*記事*:
----------------
This is POP!! | ©gaburu
Next Month05 '25
31
「知能侵蝕(1)(2)」林譲治
書き下ろしのシリーズもの、いまのところは最新、2024年刊。全4巻の2巻まで読了。203X年の近未来、地球の衛星軌道に遷移してきた小惑星は異種知性の侵略なのか...。近未来を舞台に、突然エイリアンの侵攻を受けた人類社会が、これにどう対応するかのシュミレーションSF。作者得意の兵装論、軍事組織論、国際組織と制度の形、色んな登場人物が様々な立場で持論を吐きつつ、目の前にある課題にそれぞれの視点で向き合い行動する...という群像劇。いろいろ諄いのは相変わらずで、それはそれで愉しみつつ、後半はいよいよタイトルに相応しい展開になりそうな予感。

今週頭から風邪気味で市販薬呑んで過ごしてたんだけど、この二日ほど鼻詰まりが悪化して酸素が頭に回ってない感じ。微熱の感じはなくなったんだけど、なんかぼおっとして気分すぐれず。
----------------
*取り組む課題*:
A: 行のうち、文字列「shirt」を含むものをすべて探し出し、そのまま書き写せ。
B: 『知能侵蝕』の感想と風邪の近況を綴った記事を、最後の文の後から書き継げ。
記事と行は互いに無関係な別々の資料である。

*座標ラベル付けデータ*:
----------------
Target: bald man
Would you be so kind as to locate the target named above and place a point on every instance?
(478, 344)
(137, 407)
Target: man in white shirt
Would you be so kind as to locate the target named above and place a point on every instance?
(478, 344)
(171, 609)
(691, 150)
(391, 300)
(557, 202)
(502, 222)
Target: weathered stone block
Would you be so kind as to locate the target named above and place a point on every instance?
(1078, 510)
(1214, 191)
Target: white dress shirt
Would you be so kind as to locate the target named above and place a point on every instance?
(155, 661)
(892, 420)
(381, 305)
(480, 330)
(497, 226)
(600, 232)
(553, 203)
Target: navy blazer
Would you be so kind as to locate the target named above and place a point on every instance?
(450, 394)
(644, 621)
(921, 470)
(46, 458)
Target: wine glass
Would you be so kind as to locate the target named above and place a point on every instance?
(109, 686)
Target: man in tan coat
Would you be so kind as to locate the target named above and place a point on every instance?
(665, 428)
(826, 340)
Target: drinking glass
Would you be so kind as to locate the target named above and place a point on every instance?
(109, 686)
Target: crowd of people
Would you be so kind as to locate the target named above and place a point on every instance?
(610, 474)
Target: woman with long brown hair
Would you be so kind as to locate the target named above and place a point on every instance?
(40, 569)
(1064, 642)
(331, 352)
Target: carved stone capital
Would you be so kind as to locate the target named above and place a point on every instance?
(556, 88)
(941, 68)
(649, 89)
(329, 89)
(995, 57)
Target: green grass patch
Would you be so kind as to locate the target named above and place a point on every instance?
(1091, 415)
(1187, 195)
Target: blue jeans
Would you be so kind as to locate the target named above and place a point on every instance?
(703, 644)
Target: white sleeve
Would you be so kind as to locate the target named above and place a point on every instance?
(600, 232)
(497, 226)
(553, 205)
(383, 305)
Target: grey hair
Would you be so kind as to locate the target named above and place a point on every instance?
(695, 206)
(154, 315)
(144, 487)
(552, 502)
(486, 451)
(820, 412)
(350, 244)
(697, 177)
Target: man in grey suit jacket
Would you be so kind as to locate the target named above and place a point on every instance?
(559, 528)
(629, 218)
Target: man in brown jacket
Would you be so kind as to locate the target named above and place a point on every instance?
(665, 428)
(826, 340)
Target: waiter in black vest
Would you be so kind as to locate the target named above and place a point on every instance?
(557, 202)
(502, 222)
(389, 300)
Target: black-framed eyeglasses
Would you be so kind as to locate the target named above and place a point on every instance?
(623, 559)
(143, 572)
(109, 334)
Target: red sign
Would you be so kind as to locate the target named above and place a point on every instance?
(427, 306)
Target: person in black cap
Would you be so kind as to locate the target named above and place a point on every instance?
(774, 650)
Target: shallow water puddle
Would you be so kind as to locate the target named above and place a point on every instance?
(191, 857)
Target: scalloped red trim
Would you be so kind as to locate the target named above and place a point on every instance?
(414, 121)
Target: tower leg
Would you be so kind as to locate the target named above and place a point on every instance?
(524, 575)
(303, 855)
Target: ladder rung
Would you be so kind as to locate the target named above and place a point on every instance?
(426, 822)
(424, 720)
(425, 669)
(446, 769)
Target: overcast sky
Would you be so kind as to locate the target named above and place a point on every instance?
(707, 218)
----------------
*想定される解答*:
A:
Target: man in white shirt
Target: white dress shirt

B:
29
「エルギスキへの旅」森下一仁
1991年から94年までSFマガジン誌で連載された森下一仁の連作を、大分在住のファンの方が出版社を立ち上げ(プターク書房クラウドファンディング資金で1冊の単行本として出したもの。いちSF愛好家としてはその想いに応えたく...というだけじゃなくて、"シャーマン"と"少年の旅"と好みのキーワードに惹かれて購入。地球規模の災厄を経た日本とシベリアを舞台に、少年が大人になる過程と呪術的な極東の世界観とが混ざりあう物語。陳楸帆の何作かを彷彿とさせる。SFファンが企画制作したならではの丁寧な装丁とクオリティ。自分にはここまでして世に残したい話なんてあるかなあ...なんて、出版した幸重善爾氏に只々敬意。サイエンスフィクションとしてのアイデアの奥行があるわけではないが、性と死のイメージ、エキゾチックでひんやりと透明な世界観は味わい深い。
購入ページ
27
あからさまにとある社員に無視され、凹む。これは結構引き摺るやつ。こういうときどうしたらよいものか。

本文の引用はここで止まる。